_Task to complete_
Write out exactly, please, the lines from the one containing "Would you mind annotating the bare" to the end of the material.

_Dataset entries_
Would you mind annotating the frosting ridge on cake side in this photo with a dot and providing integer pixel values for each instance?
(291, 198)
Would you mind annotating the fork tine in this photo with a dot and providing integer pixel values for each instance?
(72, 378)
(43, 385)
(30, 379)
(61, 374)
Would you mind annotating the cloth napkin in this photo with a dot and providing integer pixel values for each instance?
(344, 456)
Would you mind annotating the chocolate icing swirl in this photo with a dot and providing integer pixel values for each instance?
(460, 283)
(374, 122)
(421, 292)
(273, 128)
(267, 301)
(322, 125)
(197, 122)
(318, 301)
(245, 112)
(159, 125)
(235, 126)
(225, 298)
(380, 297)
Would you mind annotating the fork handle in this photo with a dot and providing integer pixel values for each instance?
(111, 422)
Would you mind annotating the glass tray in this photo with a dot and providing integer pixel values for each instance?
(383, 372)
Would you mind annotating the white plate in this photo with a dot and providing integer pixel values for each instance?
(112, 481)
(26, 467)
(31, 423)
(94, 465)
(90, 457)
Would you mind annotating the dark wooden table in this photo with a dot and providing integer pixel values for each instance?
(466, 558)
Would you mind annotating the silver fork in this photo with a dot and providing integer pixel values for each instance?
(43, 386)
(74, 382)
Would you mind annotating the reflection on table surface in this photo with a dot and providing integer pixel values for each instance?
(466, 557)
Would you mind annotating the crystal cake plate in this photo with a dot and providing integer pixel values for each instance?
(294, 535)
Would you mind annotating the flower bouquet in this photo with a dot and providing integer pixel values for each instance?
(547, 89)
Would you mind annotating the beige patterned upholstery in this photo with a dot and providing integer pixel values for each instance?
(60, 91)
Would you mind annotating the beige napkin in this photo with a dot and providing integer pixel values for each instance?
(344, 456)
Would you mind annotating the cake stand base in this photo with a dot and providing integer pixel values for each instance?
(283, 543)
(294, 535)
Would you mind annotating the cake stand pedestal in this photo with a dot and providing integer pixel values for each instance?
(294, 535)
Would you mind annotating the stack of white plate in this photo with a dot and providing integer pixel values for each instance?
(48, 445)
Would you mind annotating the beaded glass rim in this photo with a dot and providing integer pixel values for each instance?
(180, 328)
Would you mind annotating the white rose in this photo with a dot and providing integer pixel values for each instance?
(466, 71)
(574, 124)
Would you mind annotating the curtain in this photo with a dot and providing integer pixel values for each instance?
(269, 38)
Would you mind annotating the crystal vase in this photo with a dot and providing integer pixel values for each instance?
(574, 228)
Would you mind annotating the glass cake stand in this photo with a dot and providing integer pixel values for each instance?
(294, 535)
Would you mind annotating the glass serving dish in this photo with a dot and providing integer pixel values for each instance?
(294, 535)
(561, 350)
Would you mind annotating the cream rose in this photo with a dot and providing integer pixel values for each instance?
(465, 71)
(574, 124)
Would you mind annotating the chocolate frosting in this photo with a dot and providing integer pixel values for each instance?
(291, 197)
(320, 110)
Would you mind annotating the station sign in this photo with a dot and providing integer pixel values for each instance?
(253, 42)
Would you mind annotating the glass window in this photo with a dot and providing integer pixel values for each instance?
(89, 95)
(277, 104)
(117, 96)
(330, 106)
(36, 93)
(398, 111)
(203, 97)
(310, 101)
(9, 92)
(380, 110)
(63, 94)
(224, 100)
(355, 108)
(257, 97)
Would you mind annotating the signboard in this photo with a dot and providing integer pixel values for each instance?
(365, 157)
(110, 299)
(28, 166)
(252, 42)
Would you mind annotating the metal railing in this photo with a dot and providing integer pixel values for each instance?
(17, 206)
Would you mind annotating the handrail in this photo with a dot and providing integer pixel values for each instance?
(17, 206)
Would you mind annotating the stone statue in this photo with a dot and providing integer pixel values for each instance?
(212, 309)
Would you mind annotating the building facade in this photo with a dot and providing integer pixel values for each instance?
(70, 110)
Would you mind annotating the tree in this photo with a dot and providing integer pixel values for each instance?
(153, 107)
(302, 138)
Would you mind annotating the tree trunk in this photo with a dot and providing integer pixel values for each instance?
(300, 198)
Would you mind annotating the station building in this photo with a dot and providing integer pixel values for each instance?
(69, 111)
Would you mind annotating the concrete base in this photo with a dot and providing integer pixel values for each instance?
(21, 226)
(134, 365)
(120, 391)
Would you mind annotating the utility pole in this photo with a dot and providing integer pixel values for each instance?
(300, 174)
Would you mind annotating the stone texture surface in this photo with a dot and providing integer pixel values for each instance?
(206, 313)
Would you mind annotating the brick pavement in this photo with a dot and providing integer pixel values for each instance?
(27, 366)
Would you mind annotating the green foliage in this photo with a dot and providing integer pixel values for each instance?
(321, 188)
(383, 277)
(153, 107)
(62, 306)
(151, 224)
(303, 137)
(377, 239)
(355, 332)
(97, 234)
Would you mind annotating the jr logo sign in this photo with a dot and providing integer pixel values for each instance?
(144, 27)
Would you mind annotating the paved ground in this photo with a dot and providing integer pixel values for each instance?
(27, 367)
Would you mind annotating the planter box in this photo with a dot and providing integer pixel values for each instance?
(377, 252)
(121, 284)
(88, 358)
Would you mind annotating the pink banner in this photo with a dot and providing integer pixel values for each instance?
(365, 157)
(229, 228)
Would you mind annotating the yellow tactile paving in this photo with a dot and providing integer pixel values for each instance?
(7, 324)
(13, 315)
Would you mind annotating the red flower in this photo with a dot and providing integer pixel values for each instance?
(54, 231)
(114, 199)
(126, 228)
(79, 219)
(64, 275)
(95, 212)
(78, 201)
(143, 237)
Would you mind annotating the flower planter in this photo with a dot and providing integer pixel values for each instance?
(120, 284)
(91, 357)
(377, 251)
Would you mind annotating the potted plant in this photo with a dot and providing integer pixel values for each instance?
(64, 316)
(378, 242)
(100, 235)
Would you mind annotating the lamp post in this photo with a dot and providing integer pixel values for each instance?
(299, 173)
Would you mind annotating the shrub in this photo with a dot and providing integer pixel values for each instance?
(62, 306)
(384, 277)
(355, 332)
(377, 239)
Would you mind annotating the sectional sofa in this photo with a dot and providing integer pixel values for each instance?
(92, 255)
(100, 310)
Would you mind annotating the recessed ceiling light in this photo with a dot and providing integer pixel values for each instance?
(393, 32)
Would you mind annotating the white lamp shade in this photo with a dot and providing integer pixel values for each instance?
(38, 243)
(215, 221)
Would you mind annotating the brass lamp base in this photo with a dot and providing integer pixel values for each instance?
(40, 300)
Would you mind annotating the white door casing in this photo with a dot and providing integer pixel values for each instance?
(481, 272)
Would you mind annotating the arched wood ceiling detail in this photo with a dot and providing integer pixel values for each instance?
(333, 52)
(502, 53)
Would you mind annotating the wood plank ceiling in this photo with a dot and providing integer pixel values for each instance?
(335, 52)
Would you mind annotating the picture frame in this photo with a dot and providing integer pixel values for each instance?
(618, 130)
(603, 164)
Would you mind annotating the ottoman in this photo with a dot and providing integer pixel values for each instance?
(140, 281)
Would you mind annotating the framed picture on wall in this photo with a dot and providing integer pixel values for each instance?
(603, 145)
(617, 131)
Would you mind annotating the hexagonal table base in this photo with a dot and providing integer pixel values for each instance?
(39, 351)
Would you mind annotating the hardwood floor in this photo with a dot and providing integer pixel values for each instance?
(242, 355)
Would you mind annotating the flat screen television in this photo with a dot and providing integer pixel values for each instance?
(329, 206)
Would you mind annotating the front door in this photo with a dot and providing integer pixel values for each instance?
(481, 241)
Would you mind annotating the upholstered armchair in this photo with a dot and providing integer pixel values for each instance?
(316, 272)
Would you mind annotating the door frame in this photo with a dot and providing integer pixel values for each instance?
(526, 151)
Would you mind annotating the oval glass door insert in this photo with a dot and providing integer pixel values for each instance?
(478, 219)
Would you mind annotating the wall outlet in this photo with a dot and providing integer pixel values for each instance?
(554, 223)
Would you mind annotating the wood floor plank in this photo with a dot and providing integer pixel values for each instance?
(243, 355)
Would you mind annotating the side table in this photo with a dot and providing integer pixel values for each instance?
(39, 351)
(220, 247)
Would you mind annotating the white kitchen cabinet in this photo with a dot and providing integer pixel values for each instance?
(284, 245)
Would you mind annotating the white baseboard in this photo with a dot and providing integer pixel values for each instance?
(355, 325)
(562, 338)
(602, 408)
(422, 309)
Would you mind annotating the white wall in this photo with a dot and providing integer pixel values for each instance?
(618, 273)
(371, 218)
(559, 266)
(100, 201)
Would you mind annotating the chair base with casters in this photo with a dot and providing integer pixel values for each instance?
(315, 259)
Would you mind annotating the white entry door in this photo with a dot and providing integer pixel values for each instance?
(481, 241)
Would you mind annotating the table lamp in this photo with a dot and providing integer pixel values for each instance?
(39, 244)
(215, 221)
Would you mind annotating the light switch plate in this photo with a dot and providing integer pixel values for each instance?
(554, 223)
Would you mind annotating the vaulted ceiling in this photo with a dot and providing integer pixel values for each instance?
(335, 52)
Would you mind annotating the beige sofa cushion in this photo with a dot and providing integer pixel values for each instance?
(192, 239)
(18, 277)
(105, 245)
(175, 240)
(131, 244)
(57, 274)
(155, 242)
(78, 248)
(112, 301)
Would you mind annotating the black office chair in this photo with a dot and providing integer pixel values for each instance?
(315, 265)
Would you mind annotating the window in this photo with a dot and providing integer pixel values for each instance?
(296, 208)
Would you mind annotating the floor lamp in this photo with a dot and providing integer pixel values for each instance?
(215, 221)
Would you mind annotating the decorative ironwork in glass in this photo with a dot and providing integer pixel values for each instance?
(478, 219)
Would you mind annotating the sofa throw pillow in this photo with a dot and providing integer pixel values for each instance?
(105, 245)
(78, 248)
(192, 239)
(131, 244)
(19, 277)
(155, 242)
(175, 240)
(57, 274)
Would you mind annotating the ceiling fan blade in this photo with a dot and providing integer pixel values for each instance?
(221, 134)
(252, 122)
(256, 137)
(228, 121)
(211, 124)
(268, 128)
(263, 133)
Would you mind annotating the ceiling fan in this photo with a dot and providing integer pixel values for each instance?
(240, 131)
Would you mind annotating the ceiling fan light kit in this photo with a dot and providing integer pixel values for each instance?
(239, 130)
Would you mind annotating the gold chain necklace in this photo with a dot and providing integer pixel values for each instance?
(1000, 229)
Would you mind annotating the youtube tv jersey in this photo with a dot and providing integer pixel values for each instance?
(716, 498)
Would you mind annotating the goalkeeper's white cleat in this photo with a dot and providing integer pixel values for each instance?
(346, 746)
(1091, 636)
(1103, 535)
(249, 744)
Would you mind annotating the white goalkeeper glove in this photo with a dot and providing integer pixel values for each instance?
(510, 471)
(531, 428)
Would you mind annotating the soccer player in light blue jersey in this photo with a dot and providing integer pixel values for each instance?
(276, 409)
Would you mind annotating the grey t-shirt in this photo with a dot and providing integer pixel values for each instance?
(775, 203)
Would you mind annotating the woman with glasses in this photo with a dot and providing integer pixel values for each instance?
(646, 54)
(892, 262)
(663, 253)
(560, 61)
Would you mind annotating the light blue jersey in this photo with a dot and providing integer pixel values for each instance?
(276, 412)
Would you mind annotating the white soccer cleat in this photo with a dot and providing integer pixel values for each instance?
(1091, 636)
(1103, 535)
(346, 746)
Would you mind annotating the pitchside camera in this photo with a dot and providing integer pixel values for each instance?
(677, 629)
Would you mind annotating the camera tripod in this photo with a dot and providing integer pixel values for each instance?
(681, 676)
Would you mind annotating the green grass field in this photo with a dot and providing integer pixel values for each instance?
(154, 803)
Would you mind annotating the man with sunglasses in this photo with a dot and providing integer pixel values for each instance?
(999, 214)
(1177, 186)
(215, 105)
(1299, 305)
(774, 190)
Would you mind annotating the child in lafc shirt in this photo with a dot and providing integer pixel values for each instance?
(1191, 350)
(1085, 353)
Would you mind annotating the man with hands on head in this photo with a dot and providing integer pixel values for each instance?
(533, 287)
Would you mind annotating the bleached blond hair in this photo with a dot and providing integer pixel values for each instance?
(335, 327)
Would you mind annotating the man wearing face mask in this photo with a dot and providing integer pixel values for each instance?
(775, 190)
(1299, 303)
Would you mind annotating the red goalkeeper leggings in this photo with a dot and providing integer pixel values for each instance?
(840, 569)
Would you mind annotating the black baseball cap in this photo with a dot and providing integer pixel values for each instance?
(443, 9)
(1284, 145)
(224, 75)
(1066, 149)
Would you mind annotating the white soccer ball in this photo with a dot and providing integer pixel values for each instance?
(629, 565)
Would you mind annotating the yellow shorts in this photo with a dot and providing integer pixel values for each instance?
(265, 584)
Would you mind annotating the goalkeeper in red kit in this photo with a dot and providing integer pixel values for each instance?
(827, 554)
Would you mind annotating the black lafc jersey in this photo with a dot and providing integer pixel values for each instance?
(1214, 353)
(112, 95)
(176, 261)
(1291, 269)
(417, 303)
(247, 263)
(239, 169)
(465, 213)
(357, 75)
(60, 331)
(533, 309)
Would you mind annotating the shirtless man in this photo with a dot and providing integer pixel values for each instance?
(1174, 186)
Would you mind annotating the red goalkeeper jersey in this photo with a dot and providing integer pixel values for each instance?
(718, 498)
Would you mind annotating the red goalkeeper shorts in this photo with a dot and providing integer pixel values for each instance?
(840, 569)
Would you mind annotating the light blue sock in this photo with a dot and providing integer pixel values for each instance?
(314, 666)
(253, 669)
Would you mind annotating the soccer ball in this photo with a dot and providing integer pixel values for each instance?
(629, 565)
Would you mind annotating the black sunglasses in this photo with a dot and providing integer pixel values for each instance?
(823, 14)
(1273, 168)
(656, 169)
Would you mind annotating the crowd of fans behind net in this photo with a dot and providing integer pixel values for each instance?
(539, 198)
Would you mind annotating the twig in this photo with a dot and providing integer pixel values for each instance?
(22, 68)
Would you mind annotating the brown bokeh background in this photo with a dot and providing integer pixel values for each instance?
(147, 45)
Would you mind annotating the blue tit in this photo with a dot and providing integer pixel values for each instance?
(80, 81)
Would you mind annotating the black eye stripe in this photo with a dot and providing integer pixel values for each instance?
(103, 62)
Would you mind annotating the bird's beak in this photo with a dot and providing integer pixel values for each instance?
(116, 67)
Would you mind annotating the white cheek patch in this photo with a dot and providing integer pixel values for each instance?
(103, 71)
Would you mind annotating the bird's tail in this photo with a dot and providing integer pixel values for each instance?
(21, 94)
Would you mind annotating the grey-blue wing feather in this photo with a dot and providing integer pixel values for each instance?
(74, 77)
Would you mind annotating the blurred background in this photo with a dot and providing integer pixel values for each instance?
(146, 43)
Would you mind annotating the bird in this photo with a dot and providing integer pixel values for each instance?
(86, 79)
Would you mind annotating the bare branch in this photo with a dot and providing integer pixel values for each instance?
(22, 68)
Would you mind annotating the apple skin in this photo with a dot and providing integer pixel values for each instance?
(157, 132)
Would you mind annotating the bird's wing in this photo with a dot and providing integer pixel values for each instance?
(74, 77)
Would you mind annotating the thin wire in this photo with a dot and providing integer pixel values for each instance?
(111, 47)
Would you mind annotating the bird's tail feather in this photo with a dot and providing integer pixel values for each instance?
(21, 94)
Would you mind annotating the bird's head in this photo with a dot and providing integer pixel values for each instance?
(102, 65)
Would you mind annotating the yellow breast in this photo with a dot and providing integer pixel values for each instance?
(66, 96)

_Right answer_
Would you mind annotating the bare branch in this photo with a dot and providing integer pixel values for each instance?
(22, 68)
Would you mind annotating the apple skin in this photo with a dot and providing integer pixel values for each instance?
(157, 132)
Would you mind annotating the bird's wing in this photo with a dot and providing integer pixel values for each instance?
(74, 77)
Would you mind annotating the thin wire in this photo with a dot and providing integer pixel values for each instance?
(111, 47)
Would you mind annotating the bird's tail feather in this photo with a dot and providing integer pixel values for each instance?
(21, 94)
Would you mind annotating the bird's head in this photo with a dot and providing integer pixel values for each instance?
(102, 65)
Would you mind annotating the yellow breast in this photo with a dot and providing integer pixel values for each instance?
(66, 96)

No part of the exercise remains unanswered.